▸ **Passage for review**:

Content starts

Release Date: March 27, 2008 This content is archived.
Although it's a tough job fabricating nanostructures that are small enough and versatile enough to effectively transport nanomedicine, Cheng, who joined the UB faculty last fall as an assistant professor in the Department of Chemical and Biological Engineering, School of Engineering and Applied Sciences, says the mission underlying his research is really very simple--helping people who suffer from serious illness.
"It's not easy work--it's a challenge," he says, "but I think targeted drug delivery will greatly improve human health. I think it's very important research for human beings everywhere."
And rising sales numbers from the global drug-delivery market--from an estimated $26 billion in 2000 to approximately $67 billion in 2006--appear to confirm this assessment.
"It's also a very fast-growing area of research," he adds. "People care about cancer--over 50 percent of the research [support] is for cancer--so this research could have great commercial significance."

Content ends

▸ **Requirement 1**:
Answer these questions from the news release on targeted drug delivery:
(a) Which department did Cheng join as an assistant professor?
(b) What were approximate global drug-delivery market sales in 2006?
(c) What share of research support goes to cancer, according to Cheng?
▸ **Requirement 2**: Extract the passage of the news release on targeted drug delivery from "Release Date: March" up to and including "from serious illness.", word for word.

▸ **The data**:
Content starts

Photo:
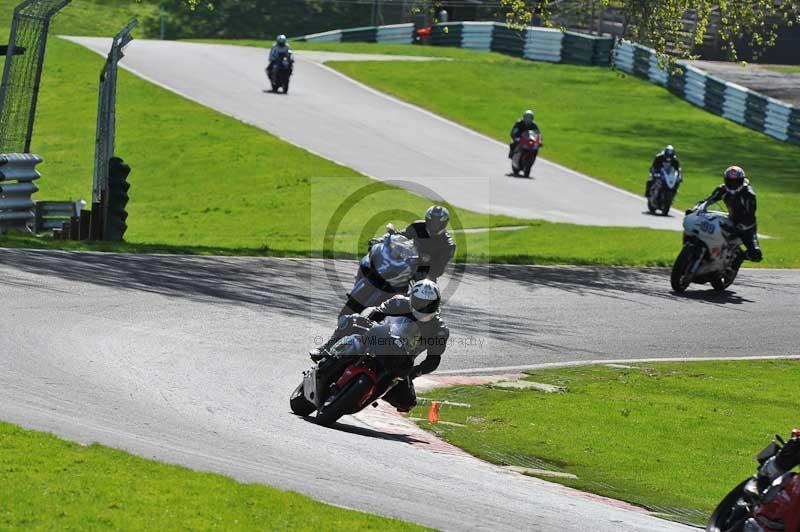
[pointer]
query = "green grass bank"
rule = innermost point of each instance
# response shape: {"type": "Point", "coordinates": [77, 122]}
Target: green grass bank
{"type": "Point", "coordinates": [49, 484]}
{"type": "Point", "coordinates": [676, 435]}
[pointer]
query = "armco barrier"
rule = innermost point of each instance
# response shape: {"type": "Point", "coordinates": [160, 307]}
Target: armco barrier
{"type": "Point", "coordinates": [508, 41]}
{"type": "Point", "coordinates": [447, 34]}
{"type": "Point", "coordinates": [735, 103]}
{"type": "Point", "coordinates": [729, 100]}
{"type": "Point", "coordinates": [17, 174]}
{"type": "Point", "coordinates": [327, 36]}
{"type": "Point", "coordinates": [477, 35]}
{"type": "Point", "coordinates": [539, 44]}
{"type": "Point", "coordinates": [367, 34]}
{"type": "Point", "coordinates": [543, 44]}
{"type": "Point", "coordinates": [395, 34]}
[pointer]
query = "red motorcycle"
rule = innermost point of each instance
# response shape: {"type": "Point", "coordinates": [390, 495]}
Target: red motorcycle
{"type": "Point", "coordinates": [358, 370]}
{"type": "Point", "coordinates": [760, 504]}
{"type": "Point", "coordinates": [525, 153]}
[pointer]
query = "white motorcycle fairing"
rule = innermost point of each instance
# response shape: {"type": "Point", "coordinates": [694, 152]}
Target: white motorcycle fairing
{"type": "Point", "coordinates": [715, 230]}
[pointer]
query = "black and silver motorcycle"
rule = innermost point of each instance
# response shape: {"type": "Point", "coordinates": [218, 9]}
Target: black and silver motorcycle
{"type": "Point", "coordinates": [358, 370]}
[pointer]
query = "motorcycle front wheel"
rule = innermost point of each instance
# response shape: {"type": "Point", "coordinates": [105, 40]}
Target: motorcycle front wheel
{"type": "Point", "coordinates": [730, 512]}
{"type": "Point", "coordinates": [681, 278]}
{"type": "Point", "coordinates": [527, 170]}
{"type": "Point", "coordinates": [726, 279]}
{"type": "Point", "coordinates": [345, 402]}
{"type": "Point", "coordinates": [299, 404]}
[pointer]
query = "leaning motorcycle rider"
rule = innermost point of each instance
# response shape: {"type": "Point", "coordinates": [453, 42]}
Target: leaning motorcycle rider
{"type": "Point", "coordinates": [525, 123]}
{"type": "Point", "coordinates": [666, 157]}
{"type": "Point", "coordinates": [280, 47]}
{"type": "Point", "coordinates": [435, 245]}
{"type": "Point", "coordinates": [740, 199]}
{"type": "Point", "coordinates": [421, 306]}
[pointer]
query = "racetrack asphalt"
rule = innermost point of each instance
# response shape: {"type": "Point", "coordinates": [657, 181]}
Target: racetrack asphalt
{"type": "Point", "coordinates": [191, 360]}
{"type": "Point", "coordinates": [344, 121]}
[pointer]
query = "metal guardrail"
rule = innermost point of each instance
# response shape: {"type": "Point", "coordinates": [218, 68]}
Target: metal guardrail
{"type": "Point", "coordinates": [729, 100]}
{"type": "Point", "coordinates": [17, 175]}
{"type": "Point", "coordinates": [533, 43]}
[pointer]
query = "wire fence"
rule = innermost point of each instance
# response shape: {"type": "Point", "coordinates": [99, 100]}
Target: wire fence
{"type": "Point", "coordinates": [22, 72]}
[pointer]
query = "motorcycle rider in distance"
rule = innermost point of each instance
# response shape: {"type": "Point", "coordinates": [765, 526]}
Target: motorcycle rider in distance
{"type": "Point", "coordinates": [421, 306]}
{"type": "Point", "coordinates": [280, 47]}
{"type": "Point", "coordinates": [667, 156]}
{"type": "Point", "coordinates": [525, 123]}
{"type": "Point", "coordinates": [740, 199]}
{"type": "Point", "coordinates": [435, 245]}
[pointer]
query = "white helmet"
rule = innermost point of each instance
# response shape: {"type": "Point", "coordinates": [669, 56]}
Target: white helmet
{"type": "Point", "coordinates": [425, 298]}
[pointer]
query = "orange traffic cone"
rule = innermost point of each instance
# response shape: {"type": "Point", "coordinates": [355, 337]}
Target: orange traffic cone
{"type": "Point", "coordinates": [433, 413]}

Content ends

▸ **Task answer 1**:
(a) The Department of Chemical and Biological Engineering
(b) Approximately $67 billion
(c) Over 50 percent

▸ **Task answer 2**:
Release Date: March 27, 2008 This content is archived.
Although it's a tough job fabricating nanostructures that are small enough and versatile enough to effectively transport nanomedicine, Cheng, who joined the UB faculty last fall as an assistant professor in the Department of Chemical and Biological Engineering, School of Engineering and Applied Sciences, says the mission underlying his research is really very simple--helping people who suffer from serious illness.